> **Task goal**
The records below must be reproduced in full and without error.

> **Given data**
↓
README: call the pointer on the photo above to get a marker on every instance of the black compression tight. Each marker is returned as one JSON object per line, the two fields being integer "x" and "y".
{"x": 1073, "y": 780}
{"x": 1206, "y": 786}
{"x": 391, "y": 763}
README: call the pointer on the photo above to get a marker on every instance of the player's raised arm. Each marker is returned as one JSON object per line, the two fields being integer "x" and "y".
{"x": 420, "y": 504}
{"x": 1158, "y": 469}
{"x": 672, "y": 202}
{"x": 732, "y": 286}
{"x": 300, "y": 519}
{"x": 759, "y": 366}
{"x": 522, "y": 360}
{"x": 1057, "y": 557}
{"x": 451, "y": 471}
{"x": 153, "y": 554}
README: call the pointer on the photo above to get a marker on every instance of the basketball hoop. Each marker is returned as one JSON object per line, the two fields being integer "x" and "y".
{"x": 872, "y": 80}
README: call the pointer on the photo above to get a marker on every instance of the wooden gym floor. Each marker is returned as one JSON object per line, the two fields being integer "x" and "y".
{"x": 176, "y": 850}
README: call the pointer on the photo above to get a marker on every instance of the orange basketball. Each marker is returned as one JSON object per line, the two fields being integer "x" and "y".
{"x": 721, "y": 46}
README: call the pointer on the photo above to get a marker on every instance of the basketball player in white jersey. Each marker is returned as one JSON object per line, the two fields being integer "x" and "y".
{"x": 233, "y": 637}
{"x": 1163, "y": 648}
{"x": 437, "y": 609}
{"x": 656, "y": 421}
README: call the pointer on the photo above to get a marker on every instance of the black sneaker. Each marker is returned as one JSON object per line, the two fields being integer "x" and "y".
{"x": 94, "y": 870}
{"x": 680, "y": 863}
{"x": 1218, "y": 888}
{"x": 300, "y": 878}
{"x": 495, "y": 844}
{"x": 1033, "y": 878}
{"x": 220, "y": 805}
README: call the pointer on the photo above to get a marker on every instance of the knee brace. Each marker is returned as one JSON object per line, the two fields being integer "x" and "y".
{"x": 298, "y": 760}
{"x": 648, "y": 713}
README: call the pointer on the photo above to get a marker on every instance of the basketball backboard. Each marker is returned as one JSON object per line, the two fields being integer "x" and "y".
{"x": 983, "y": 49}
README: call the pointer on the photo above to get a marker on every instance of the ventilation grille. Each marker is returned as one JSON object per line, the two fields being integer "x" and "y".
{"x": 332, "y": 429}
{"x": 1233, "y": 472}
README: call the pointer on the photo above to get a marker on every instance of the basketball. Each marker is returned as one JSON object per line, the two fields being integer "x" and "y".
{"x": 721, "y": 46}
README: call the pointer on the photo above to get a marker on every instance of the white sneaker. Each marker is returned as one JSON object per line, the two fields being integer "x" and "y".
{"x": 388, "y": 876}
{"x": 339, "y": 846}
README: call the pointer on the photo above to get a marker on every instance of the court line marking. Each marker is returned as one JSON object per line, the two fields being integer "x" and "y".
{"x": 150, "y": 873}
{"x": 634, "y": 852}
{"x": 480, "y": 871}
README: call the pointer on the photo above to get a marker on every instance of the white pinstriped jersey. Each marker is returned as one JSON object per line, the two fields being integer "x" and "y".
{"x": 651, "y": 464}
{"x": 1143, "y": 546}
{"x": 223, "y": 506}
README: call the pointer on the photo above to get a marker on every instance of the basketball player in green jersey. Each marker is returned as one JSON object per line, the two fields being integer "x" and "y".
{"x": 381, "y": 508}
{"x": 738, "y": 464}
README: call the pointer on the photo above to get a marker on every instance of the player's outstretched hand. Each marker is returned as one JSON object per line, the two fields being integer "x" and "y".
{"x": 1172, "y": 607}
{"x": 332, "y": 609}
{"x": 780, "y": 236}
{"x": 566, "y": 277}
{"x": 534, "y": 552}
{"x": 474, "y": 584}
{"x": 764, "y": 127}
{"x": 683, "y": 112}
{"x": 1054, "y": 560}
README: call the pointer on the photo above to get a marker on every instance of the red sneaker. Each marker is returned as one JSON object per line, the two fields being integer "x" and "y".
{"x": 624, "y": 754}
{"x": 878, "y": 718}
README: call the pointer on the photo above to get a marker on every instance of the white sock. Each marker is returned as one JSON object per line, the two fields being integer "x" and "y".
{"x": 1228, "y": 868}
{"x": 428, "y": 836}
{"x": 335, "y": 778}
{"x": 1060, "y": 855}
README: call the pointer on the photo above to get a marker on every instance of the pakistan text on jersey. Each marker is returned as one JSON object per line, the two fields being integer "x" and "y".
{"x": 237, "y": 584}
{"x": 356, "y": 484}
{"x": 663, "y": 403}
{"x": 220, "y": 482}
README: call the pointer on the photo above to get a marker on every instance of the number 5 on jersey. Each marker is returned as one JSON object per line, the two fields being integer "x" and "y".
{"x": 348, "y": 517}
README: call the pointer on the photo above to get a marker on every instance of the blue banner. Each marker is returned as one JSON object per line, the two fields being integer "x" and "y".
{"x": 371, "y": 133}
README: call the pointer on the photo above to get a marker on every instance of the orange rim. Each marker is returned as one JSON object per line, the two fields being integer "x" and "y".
↑
> **The answer**
README: call the pointer on the photo above to get a marker on every instance of the black compression tight. Each marker is returned as one JSON object per line, the two fields being integer "x" and "y".
{"x": 1073, "y": 780}
{"x": 1206, "y": 786}
{"x": 391, "y": 763}
README: call the pointer on the photo above to get a marker on every instance of the player's raised arm. Each marker is returned as one JSON object per line, the two fields being integer "x" and "y".
{"x": 420, "y": 504}
{"x": 1158, "y": 469}
{"x": 672, "y": 202}
{"x": 732, "y": 286}
{"x": 300, "y": 519}
{"x": 759, "y": 366}
{"x": 522, "y": 360}
{"x": 1057, "y": 557}
{"x": 451, "y": 471}
{"x": 153, "y": 554}
README: call the pointer on the photo above to get a marker on every instance of the basketball hoop. Each marker is returned as one JSON object per line, the two fields being integer "x" and "y".
{"x": 872, "y": 80}
README: call the pointer on the photo above to get a marker on every instance of the wooden gym floor. Each marker is returned as one JSON object per line, the two fields being integer "x" and "y".
{"x": 176, "y": 850}
README: call the pointer on the photo above to get a marker on every instance of the orange basketball. Each marker is returned as one JSON object per line, the two fields being integer "x" and "y".
{"x": 721, "y": 46}
README: call the pointer on the photo above to get a marker on every instance of the basketball player in white jersey. Each marker is returned as one JSON object per line, the two fields being integer "x" and "y".
{"x": 233, "y": 637}
{"x": 1163, "y": 648}
{"x": 437, "y": 609}
{"x": 656, "y": 421}
README: call the pointer on the photo above to get a marker on every instance of the black sneaker. Each marker is returned as one JSON object per line, the two fields being integer "x" and "y".
{"x": 94, "y": 870}
{"x": 680, "y": 863}
{"x": 1218, "y": 888}
{"x": 300, "y": 878}
{"x": 495, "y": 844}
{"x": 1033, "y": 878}
{"x": 220, "y": 805}
README: call the pointer on the photo above to get a marker on every instance of the knee brace. Each marker is returned as one JSON object per line, the two fields being integer "x" and "y".
{"x": 298, "y": 760}
{"x": 648, "y": 713}
README: call the pointer on the photo above to get a marker on every instance of the basketball backboard. Each marker is returned as one JSON object per line, the two fields being integer "x" and "y".
{"x": 983, "y": 49}
README: call the pointer on the photo above to get a marker on every instance of the ventilation grille. Each marker is returned as one JSON object per line, the two fields being integer "x" and "y".
{"x": 332, "y": 429}
{"x": 1233, "y": 472}
README: call the pointer on the photo above to get a marker on every instance of the basketball. Each marker is returned as one JSON object per line, the two fields being integer "x" and "y".
{"x": 721, "y": 46}
README: call the pointer on the photo above to get a marker on every instance of the white sneaker. Each marker is returned as one JSON object per line, the two fields being integer "x" and "y".
{"x": 388, "y": 876}
{"x": 339, "y": 846}
README: call the pointer on the photo above to get a marker on every instance of the court line marking. Each marker is returned as one JSON object per line, the two fields being integer "x" and "y".
{"x": 150, "y": 873}
{"x": 634, "y": 852}
{"x": 480, "y": 871}
README: call the pointer on the photo above to get a marker on every instance of the white pinstriped jersey. Each marker is returned as one JSON object per line, the two fields being integer "x" and "y".
{"x": 651, "y": 464}
{"x": 1143, "y": 546}
{"x": 223, "y": 506}
README: call the pointer on the photo above to get a marker on every instance of the basketball player in green jersey. Each marker is returned as one JSON object per line, the two fields being integer "x" and "y".
{"x": 381, "y": 508}
{"x": 738, "y": 464}
README: call the pointer on the photo above to get a marker on every instance of the player's outstretched hand. Each marker is returned as one JSON object per line, the two fields being integer "x" and "y".
{"x": 1172, "y": 607}
{"x": 332, "y": 609}
{"x": 780, "y": 236}
{"x": 566, "y": 277}
{"x": 534, "y": 552}
{"x": 474, "y": 584}
{"x": 764, "y": 127}
{"x": 683, "y": 112}
{"x": 1054, "y": 560}
README: call the pointer on the photo above to get a marker on every instance of the red sneaker. Each marker is returned as one JSON object per line, the two fields being integer "x" and "y".
{"x": 624, "y": 754}
{"x": 878, "y": 718}
README: call the pointer on the photo above to get a marker on every instance of the white sock. Each marker is returned as one JSON object per line, the two fields being integer "x" and "y".
{"x": 1228, "y": 868}
{"x": 428, "y": 836}
{"x": 335, "y": 778}
{"x": 1060, "y": 855}
README: call the pointer on the photo above to get a marker on every instance of the pakistan text on jersey. Each marker is returned as one JSON object per line, the two fields being integer "x" and "y".
{"x": 237, "y": 584}
{"x": 356, "y": 484}
{"x": 663, "y": 403}
{"x": 220, "y": 482}
README: call the pointer on the photo above to get a marker on every instance of the number 5 on jersey. Each marker is returned as one JSON object per line, the two fields being integer "x" and "y".
{"x": 348, "y": 517}
README: call the pointer on the photo above to get a marker on every instance of the blue banner. Each marker is returned as one JSON object per line, the two fields being integer "x" and "y".
{"x": 371, "y": 133}
README: call the pointer on the photo above to get a marker on every instance of the orange rim. Each marker is returned as one JSON object per line, the two fields being integer "x" and "y".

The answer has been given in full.